* Start *
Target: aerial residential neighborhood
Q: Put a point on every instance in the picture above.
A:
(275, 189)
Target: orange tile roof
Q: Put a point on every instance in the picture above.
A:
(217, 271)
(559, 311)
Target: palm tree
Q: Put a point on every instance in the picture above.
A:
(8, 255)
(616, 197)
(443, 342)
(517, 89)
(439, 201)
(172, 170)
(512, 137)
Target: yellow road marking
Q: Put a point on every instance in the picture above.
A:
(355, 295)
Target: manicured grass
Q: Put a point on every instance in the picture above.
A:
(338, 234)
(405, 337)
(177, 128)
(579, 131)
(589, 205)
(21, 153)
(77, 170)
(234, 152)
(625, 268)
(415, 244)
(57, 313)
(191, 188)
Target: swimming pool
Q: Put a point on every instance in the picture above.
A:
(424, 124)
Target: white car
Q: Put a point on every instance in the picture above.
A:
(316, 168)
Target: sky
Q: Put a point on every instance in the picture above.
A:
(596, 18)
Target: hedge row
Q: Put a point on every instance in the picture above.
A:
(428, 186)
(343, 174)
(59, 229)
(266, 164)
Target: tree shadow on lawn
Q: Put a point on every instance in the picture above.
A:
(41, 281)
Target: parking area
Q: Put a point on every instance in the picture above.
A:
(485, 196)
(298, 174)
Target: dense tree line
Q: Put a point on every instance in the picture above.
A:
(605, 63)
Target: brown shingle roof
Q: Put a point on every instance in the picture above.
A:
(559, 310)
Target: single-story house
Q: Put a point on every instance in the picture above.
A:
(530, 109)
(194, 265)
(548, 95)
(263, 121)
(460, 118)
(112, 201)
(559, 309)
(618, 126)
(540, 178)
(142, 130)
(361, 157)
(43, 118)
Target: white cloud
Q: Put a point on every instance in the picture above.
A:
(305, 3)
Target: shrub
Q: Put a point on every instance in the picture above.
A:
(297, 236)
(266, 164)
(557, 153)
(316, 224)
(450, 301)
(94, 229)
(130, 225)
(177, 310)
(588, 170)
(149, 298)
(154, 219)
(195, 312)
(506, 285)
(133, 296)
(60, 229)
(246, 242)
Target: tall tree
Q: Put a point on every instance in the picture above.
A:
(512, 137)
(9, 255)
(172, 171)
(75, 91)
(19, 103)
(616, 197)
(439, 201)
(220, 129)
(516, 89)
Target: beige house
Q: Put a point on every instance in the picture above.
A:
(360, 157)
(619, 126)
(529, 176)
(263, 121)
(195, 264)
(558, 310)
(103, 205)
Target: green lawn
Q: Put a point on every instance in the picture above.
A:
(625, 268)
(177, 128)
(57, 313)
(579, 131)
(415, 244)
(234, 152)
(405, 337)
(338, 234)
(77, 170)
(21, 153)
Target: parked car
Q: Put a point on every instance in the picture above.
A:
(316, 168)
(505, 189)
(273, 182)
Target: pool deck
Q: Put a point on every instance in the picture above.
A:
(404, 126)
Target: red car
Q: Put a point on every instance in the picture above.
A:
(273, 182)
* End *
■ **Goal**: Give back exactly the lines from the one containing "Target: tall tree" to the end of the material, both ends included.

■ **Final result**:
Target: tall tree
Q: Put a point on every instance in the picture above.
A:
(512, 137)
(9, 255)
(172, 171)
(75, 91)
(19, 103)
(616, 197)
(439, 201)
(220, 129)
(516, 89)
Target: beige house
Q: Put a point on every instance in the picture above.
A:
(360, 157)
(619, 126)
(529, 176)
(263, 121)
(195, 264)
(558, 310)
(103, 205)
Target: green lawn
Q: Put a point on every instance in the picture above.
A:
(625, 268)
(177, 128)
(57, 313)
(579, 131)
(415, 244)
(234, 152)
(405, 337)
(338, 234)
(77, 170)
(21, 153)
Target: parked car
Q: Put a point on every instance in the picture above.
A:
(316, 168)
(505, 189)
(273, 182)
Target: pool deck
Q: Put a point on every instance in the picture above.
A:
(404, 126)
Target: red car
Q: Put a point on every instance in the picture above.
A:
(273, 182)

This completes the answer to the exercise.